**Excerpt to read**
----------

Dawn FP16/FX12 VS FP32 performance - numbers inside

Discussion in 'Architecture and Products' started by Arun, May 25, 2003.

  1. mczak

    Veteran

    Joined:
    Oct 24, 2002
    Messages:
    3,022
    Likes Received:
    122
    I doubt if you start right now to develop a new game that you want to use shaders which actually *require* FP32. Plus, you could most likely easily develop this with a card only capable of FP24, it just would look slightly worse in worst case, but there really shouldn't be much of a difference for developing. I also can't really see what "optimizations for a fp32 based architecture" would be. That you can have longer shaders is probably a feature which developers like however, that's why ATI has included the F-buffer.
    And even if it's true that somehow FP32 (even slow) might be appealing to developers, I think Nvidia makes more money for selling cards to gamers than for giving them to developers :) (not to say this is not important, but if you want to make money now those interesting-for-developers-only features just don't cut it).
    I'd agree that pretty much all you need right now is fast DX8 performance for current games. But, for this you could just use a GF4 Ti chip as well. And, more important, ATI shows that you can actually have very good performance for BOTH FX12 and FP24, and actually with a considerable smaller (about 20%) transistor count (true for both R350 vs. NV35 and RV350 vs NV31) too (though I don't know the die size for these chips, since die size is what primarily determines costs of the chip AFAIK this would be more helpful than transistor count).
     
  2. Dave H

    Regular

    Joined:
    Jan 21, 2003
    Messages:
    564
    Likes Received:
    0
    It seems to me that the issue of FP32 vs. FP24 was settled for gaming situations with the DX9 spec requiring only FP24. Certainly one can come up with shaders where accumulated error will start showing artifacts in FP24 but not FP32. But the thing is, because of what the spec says and because ATI only supports FP24, you'll never find any such shaders in a DX9 game.

    Now, if DX10, as rumored, moves from seperate PS and VS models to a unified shader model, then presumably that will require FP32 precision throughout. And so, in two years or so when DX10 comes out, you can expect ATI to support FP32 fragment shaders, too. Of course such support will only be in DX10, and as today's NV3x cards won't be able to run those DX10 shaders, their FP32 support seems rather moot.
     
  3. Luminescent

    Veteran

    Joined:
    Aug 4, 2002
    Messages:
    1,036
    Likes Received:
    0
    Location:
    Miami, Fl
    It doesn't seem the 5900 FX is as slow, when using fp32 precision, as others make it out to be. Achieving 1/2 to 2/3's the fp performance of R350 (in the new build of futuremark and rightmark, at least, which seems to force high precision) with fp32 component precision and no register optimizations is no slouch, not to mention fp16 functions at almost twice the speed of fp32(most times). Stupid thing is, that the performance hit from fp32, as opposed to fp24, isn't because of the fp execution units but because of register usage penalties.
     
  4. Josiah

    Newcomer

    Joined:
    Mar 23, 2003
    Messages:
    224
    Likes Received:
    0
    previously, it's been said that the 5900 will run the ARB path in Doom 3 just as fast as the NVIDIA path. does this all mean that's not true???

----------

**Available data**
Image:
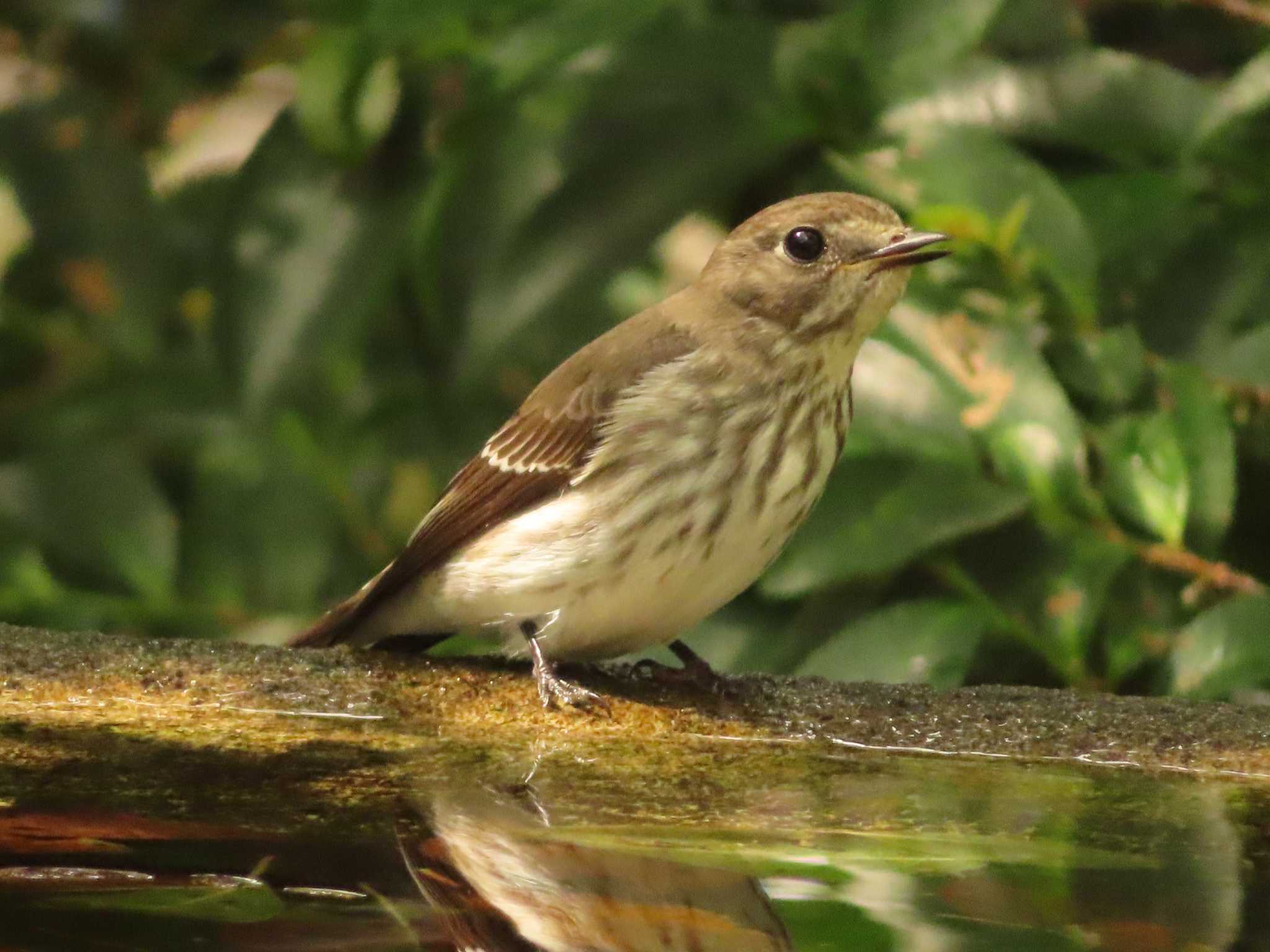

----------

**What to do**
(1) Answer these from the shader precision thread:
(a) By about how much smaller a transistor count does mczak say ATI achieves?
(b) Which precision does Dave H say the DX9 spec requires?
(c) What does Luminescent say causes the performance hit of FP32 compared with FP24?
(2) Turn the paragraph in the shader precision thread that begins "Now, if DX10, as rumored" into a short bulleted list that keeps its main points.
(3) Resume the shader precision thread after its final post, adding the next reply in the same discussion.
The lines that come after the shader precision thread are separate material.

**Responses**
(1)
(a) About 20%, true for both R350 vs. NV35 and RV350 vs. NV31.
(b) FP24.
(c) Register usage penalties, not the fp execution units.

(2)
- DX10 is rumored to move from separate PS and VS models to a unified shader model, which would presumably require FP32 precision throughout.
- When DX10 arrives in about two years, ATI can be expected to support FP32 fragment shaders too.
- That support will only be in DX10.
- Since today's NV3x cards won't be able to run DX10 shaders, their FP32 support seems rather moot.

(3)
     
  5. Dave H

    Regular

    Joined:
    Jan 21, 2003
    Messages:
    564
    Likes Received:
    0
    Does ARB_fragment_program support a partial precision hint like PS2.0? If so, is it a hint that applies to the entire shader or can it be used with instruction-level granularity?

    (Josiah: if the answers are that it does support partial precision, and on the instruction level, then this means NV35 should be able to run the ARB2 path fine. If not, maybe not...)
     
  6. Ante P

    Veteran

    Joined:
    Mar 24, 2002
    Messages:
    1,448
    Likes Received:
    0
  7. Neeyik

    Neeyik Homo ergaster
    Veteran

    Joined:
    Feb 6, 2002
    Messages:
    1,231
    Likes Received:
    45
    Location:
    Cumbria, UK
    http://www.cs.ubc.ca/~xgranier/OpenGL/ext/ARB/fragment_program.pdf

    Code:
    [i](1) Should we provide precision queries?[/i]
    RESOLVED: We've decided not to include precision queries.  Implementations are expected to meet or exceed the precision guidelines set forth in the core GL spec, section 2.1.1, p. 6, as ammended by this extension.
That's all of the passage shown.